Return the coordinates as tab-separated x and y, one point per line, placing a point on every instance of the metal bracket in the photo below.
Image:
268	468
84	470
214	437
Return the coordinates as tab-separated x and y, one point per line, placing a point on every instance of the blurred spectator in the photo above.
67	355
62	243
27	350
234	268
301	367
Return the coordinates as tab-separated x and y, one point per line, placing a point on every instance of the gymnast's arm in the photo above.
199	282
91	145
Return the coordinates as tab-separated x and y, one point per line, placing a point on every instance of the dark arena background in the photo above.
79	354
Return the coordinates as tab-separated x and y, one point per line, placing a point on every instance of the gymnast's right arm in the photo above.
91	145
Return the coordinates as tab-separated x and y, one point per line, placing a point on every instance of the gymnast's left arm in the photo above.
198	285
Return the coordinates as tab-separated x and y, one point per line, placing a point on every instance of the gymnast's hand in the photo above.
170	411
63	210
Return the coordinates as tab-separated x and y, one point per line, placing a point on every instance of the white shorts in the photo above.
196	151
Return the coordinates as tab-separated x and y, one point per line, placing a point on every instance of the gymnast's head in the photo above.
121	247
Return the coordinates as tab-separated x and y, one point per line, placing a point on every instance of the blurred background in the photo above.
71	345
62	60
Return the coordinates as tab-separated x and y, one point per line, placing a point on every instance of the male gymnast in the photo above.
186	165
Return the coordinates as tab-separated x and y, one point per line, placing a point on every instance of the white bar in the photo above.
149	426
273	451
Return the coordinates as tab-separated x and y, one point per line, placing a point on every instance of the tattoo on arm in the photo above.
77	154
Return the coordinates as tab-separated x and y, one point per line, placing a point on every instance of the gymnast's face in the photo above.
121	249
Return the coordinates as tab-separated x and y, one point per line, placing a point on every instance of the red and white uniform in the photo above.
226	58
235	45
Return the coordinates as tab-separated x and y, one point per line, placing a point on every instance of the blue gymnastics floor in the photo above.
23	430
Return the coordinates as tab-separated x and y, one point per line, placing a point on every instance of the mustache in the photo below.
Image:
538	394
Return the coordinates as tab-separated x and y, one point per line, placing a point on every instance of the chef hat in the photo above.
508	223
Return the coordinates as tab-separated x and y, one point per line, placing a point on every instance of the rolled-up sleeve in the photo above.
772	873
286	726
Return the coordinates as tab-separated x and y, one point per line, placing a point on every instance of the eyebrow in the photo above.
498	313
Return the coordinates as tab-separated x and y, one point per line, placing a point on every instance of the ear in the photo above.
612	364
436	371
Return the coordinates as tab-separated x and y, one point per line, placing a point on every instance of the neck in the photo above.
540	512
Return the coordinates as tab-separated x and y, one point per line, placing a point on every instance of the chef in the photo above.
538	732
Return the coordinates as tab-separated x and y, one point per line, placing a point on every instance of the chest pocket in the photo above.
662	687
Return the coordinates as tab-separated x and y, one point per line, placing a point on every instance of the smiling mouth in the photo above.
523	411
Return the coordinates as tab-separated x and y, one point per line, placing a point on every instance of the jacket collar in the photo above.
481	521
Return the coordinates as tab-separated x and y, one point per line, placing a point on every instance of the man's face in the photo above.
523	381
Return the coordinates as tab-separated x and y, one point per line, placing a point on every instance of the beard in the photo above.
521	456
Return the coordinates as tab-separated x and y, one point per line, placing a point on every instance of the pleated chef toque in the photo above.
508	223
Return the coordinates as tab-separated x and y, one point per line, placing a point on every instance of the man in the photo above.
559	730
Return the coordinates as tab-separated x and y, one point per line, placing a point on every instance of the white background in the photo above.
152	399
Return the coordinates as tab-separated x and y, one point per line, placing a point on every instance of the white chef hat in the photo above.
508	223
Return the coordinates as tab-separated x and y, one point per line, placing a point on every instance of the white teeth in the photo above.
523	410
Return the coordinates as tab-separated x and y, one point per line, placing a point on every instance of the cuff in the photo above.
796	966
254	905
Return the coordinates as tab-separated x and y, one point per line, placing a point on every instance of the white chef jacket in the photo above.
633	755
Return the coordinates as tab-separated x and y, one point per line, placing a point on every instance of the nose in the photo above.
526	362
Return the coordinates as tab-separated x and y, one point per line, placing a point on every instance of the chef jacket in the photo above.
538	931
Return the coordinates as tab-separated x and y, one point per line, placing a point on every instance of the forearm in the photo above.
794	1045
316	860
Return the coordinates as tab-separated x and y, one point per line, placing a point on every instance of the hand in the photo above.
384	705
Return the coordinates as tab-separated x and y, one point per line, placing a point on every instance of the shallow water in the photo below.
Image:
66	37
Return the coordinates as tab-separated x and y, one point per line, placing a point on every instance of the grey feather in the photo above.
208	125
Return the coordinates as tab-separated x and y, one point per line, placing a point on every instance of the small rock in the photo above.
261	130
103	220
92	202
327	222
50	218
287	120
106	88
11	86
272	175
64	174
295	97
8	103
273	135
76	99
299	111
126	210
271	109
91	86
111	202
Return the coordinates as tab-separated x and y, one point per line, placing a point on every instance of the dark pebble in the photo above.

**What you are asked to do**
Every entry should be printed again exactly as it stands.

**Solved exercise**
Return the coordinates as tab-separated x and y, one point per line, placing a point on every instance of the metal bracket in the photo below.
Image:
268	468
84	470
214	437
Return the coordinates as tab-separated x and y, one point per line, placing a point on every instance of the blurred spectator in the photo above.
67	355
62	243
27	350
234	268
301	367
Return the coordinates as tab-separated x and y, one point per line, placing a point on every instance of the gymnast's arm in the photo above.
199	282
91	145
Return the coordinates as tab-separated x and y, one point per line, placing a point on every instance of the dark arena background in the photo above.
79	354
Return the coordinates as tab-separated x and y, one point per line, placing a point on every instance of the gymnast's right arm in the photo above.
91	145
Return the coordinates as tab-separated x and y, one point per line, placing a point on every instance of the gymnast's left arm in the photo above.
198	285
Return the coordinates as tab-separated x and y, one point per line, placing a point on every instance of the gymnast's hand in the photo above.
170	411
63	210
Return the coordinates as tab-separated x and y, one point per line, placing a point on every instance of the white shorts in the photo above.
196	151
Return the coordinates as tab-separated x and y, one point per line, placing a point on every instance of the gymnast's head in the photo above.
121	247
Return the coordinates as tab-separated x and y, one point per line, placing a point on every instance of the blurred background in the photo above.
71	345
62	60
Return the coordinates as tab-separated x and y, one point per line, placing a point on every instance of the male gymnast in the photo above.
186	165
Return the coordinates as tab-separated x and y, one point per line, placing a point on every instance of the white bar in the photo above.
149	426
273	451
Return the coordinates as tab-separated x and y, one point per line, placing a point on every instance of the tattoo on arm in the photo above.
77	154
Return the coordinates as tab-separated x and y, one point per line, placing a point on every instance of the gymnast's face in the photo above.
121	249
Return the coordinates as tab-separated x and y, one point per line, placing a point on every instance of the red and white uniform in the photo above.
226	58
235	45
Return the coordinates as tab-separated x and y, one point per line, placing a point on every instance of the blue gymnastics floor in the photo above.
23	430
Return the coordinates as tab-separated x and y, one point per line, placing a point on every instance of the mustache in the photo below.
Image:
538	394
Return the coordinates as tab-separated x and y, one point per line, placing a point on every instance of the chef hat in the photo above.
508	223
Return the coordinates as tab-separated x and y, one point per line, placing a point on every instance of the rolled-up sleeve in the photo above.
772	873
286	726
Return the coordinates as tab-separated x and y, one point per line, placing a point on every instance of the eyebrow in the photo above.
498	313
Return the coordinates as tab-separated x and y, one point per line, placing a point on every instance of the ear in the photo above.
612	364
436	371
Return the coordinates as tab-separated x and y, one point per line, placing a point on every instance of the neck in the photo above.
540	512
Return the coordinates as tab-separated x and y, one point per line, placing a point on every instance of the chef in the photo above.
538	732
Return the coordinates as tab-separated x and y, one point per line, placing a point on every instance of the chest pocket in the photo above.
662	687
Return the coordinates as tab-separated x and y, one point per line, placing a point on every instance of the smiling mouth in the photo above.
523	411
Return the coordinates as tab-separated x and y, one point per line, placing a point on every instance of the jacket collar in the photo above.
481	521
Return the coordinates as tab-separated x and y, one point per line, placing a point on every instance of the man's face in the photo above.
523	381
Return the coordinates as tab-separated x and y, one point per line, placing a point on every instance of the beard in the photo above.
521	456
Return the coordinates as tab-separated x and y, one point per line, placing a point on every instance of the pleated chef toque in the photo above.
508	223
Return the coordinates as tab-separated x and y, one point per line, placing a point on every instance of the man in the photo above.
559	730
Return the coordinates as tab-separated x and y, one point per line, placing a point on every instance of the white background in the photo above.
152	399
Return the coordinates as tab-separated x and y, one point per line, placing a point on every instance of the white chef hat in the photo above.
508	223
Return the coordinates as tab-separated x and y, one point per line, placing a point on every instance of the white teeth in the photo above.
523	410
Return the coordinates as tab-separated x and y, one point per line, placing a point on every instance of the cuff in the photo above.
796	966
254	905
Return the coordinates as tab-separated x and y, one point per line, placing a point on every instance of the white chef jacket in the photo above.
633	755
Return the coordinates as tab-separated x and y, one point per line, placing a point on every instance of the nose in the photo above.
526	362
Return the coordinates as tab-separated x and y, one point per line, placing a point on every instance of the chef jacket in the photo above.
538	931
Return the coordinates as tab-separated x and y, one point per line, placing a point on every instance of the forearm in the photo above.
794	1045
316	860
Return the coordinates as tab-separated x and y, one point per line, placing a point on every instance of the hand in the photo above.
384	705
Return the coordinates as tab-separated x and y, one point per line, placing a point on every instance of the shallow water in the photo below.
Image:
66	37
Return the coordinates as tab-separated x and y, one point per line, placing a point on every instance of the grey feather in the photo above.
208	125
Return the coordinates as tab-separated x and y, one point per line, placing a point on every instance of the small rock in the photo above.
261	130
103	220
92	202
327	222
50	218
287	120
106	88
11	86
272	175
64	174
295	97
8	103
273	135
76	99
299	111
126	210
271	109
91	86
111	202
Return the coordinates as tab-separated x and y, one point per line, placing a point on every instance of the dark pebble in the photo above.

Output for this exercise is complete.